§ Work item: What you return should match the data below exactly, with every entry reproduced.
++++++++++++++++++++
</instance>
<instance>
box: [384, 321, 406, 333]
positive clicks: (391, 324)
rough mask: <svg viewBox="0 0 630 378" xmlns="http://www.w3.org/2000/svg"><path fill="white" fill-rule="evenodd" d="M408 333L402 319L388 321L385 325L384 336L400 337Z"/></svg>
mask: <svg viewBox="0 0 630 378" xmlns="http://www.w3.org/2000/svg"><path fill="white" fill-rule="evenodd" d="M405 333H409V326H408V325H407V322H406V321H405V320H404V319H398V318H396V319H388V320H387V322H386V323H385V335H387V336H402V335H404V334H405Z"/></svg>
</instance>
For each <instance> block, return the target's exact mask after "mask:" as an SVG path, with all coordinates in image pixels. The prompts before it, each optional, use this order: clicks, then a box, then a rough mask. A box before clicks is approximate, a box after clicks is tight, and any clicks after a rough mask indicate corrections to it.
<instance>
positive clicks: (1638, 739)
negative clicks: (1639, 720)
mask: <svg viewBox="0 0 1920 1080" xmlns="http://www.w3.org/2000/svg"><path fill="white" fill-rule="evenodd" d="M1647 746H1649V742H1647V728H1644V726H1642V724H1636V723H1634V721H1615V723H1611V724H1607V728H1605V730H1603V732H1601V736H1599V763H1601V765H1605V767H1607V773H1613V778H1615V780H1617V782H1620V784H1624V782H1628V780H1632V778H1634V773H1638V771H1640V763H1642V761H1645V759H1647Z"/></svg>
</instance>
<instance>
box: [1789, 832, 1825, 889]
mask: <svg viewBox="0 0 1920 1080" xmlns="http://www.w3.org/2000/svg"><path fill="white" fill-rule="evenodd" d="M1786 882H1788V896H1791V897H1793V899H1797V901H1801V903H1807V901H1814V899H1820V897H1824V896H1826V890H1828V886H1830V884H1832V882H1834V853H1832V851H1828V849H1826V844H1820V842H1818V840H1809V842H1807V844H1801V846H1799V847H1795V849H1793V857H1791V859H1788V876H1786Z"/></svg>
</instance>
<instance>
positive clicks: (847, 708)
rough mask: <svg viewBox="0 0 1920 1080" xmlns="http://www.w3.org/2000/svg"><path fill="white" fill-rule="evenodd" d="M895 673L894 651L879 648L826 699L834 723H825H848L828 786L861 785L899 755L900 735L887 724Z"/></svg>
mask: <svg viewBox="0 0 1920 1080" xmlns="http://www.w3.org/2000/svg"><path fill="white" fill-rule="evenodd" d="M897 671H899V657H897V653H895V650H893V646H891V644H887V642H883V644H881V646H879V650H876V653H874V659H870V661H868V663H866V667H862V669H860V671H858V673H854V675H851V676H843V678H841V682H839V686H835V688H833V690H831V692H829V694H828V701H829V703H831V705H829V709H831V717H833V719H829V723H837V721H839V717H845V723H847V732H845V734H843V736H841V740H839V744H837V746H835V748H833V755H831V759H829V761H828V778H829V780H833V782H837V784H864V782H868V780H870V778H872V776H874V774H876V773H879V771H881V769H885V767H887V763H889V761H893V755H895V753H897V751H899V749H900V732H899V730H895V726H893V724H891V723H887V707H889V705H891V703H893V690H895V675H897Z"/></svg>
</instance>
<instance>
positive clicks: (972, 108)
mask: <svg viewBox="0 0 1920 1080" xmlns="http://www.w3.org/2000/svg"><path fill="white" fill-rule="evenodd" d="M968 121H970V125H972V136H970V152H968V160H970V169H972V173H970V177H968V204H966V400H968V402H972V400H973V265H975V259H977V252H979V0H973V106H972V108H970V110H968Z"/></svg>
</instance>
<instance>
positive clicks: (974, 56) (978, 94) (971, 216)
++++++++++++++++++++
§ Answer for this exercise:
</instance>
<instance>
box: [384, 321, 406, 333]
positive clicks: (391, 324)
rough mask: <svg viewBox="0 0 630 378" xmlns="http://www.w3.org/2000/svg"><path fill="white" fill-rule="evenodd" d="M408 333L402 319L388 321L385 325L384 336L400 337Z"/></svg>
mask: <svg viewBox="0 0 630 378" xmlns="http://www.w3.org/2000/svg"><path fill="white" fill-rule="evenodd" d="M405 333H409V326H408V325H407V322H406V321H405V320H404V319H398V318H396V319H388V320H387V322H386V323H385V335H387V336H402V335H404V334H405Z"/></svg>
</instance>
For each <instance> block, return the target's exact mask after "mask:" as an SVG path, with all coordinates in image pixels. The prompts before it, each optional, use this order: clicks, then a box, then a rough mask. A box before clicks is approximate, a box after clicks is tight, and any clicks after a rough mask indicate corrections to it.
<instance>
positive clicks: (1638, 739)
negative clicks: (1639, 720)
mask: <svg viewBox="0 0 1920 1080" xmlns="http://www.w3.org/2000/svg"><path fill="white" fill-rule="evenodd" d="M1647 746H1649V742H1647V728H1644V726H1642V724H1636V723H1634V721H1615V723H1611V724H1607V728H1605V730H1603V732H1601V736H1599V763H1601V765H1605V767H1607V773H1613V778H1615V780H1617V782H1620V784H1624V782H1628V780H1632V778H1634V773H1638V771H1640V763H1642V761H1645V759H1647Z"/></svg>
</instance>
<instance>
box: [1789, 832, 1825, 889]
mask: <svg viewBox="0 0 1920 1080" xmlns="http://www.w3.org/2000/svg"><path fill="white" fill-rule="evenodd" d="M1786 882H1788V896H1791V897H1793V899H1797V901H1801V903H1807V901H1814V899H1820V897H1824V896H1826V890H1828V886H1830V884H1832V882H1834V853H1832V851H1828V849H1826V844H1820V842H1818V840H1809V842H1807V844H1801V846H1799V847H1795V849H1793V857H1791V859H1788V876H1786Z"/></svg>
</instance>
<instance>
positive clicks: (847, 708)
rough mask: <svg viewBox="0 0 1920 1080" xmlns="http://www.w3.org/2000/svg"><path fill="white" fill-rule="evenodd" d="M895 673L894 651L879 648L826 699L834 723H825H848L828 786L861 785L899 755L900 735L887 724Z"/></svg>
mask: <svg viewBox="0 0 1920 1080" xmlns="http://www.w3.org/2000/svg"><path fill="white" fill-rule="evenodd" d="M897 671H899V657H897V653H895V650H893V646H891V644H887V642H883V644H881V646H879V650H876V653H874V659H870V661H868V663H866V667H862V669H860V671H858V673H854V675H851V676H843V678H841V682H839V686H835V688H833V690H831V692H829V694H828V701H829V703H831V705H829V709H831V717H833V719H829V723H837V721H839V717H845V723H847V732H845V734H843V736H841V740H839V744H837V746H835V748H833V755H831V759H829V761H828V778H829V780H833V782H837V784H864V782H868V780H870V778H872V776H874V774H876V773H879V771H881V769H885V767H887V763H889V761H893V755H895V753H897V751H899V749H900V732H899V730H895V726H893V724H891V723H887V707H889V705H891V703H893V690H895V675H897Z"/></svg>
</instance>
<instance>
positive clicks: (972, 108)
mask: <svg viewBox="0 0 1920 1080" xmlns="http://www.w3.org/2000/svg"><path fill="white" fill-rule="evenodd" d="M968 121H970V125H972V136H970V152H968V160H970V169H972V173H970V177H968V204H966V400H968V402H972V400H973V265H975V259H977V252H979V0H973V106H972V108H970V110H968Z"/></svg>
</instance>
<instance>
positive clicks: (974, 56) (978, 94) (971, 216)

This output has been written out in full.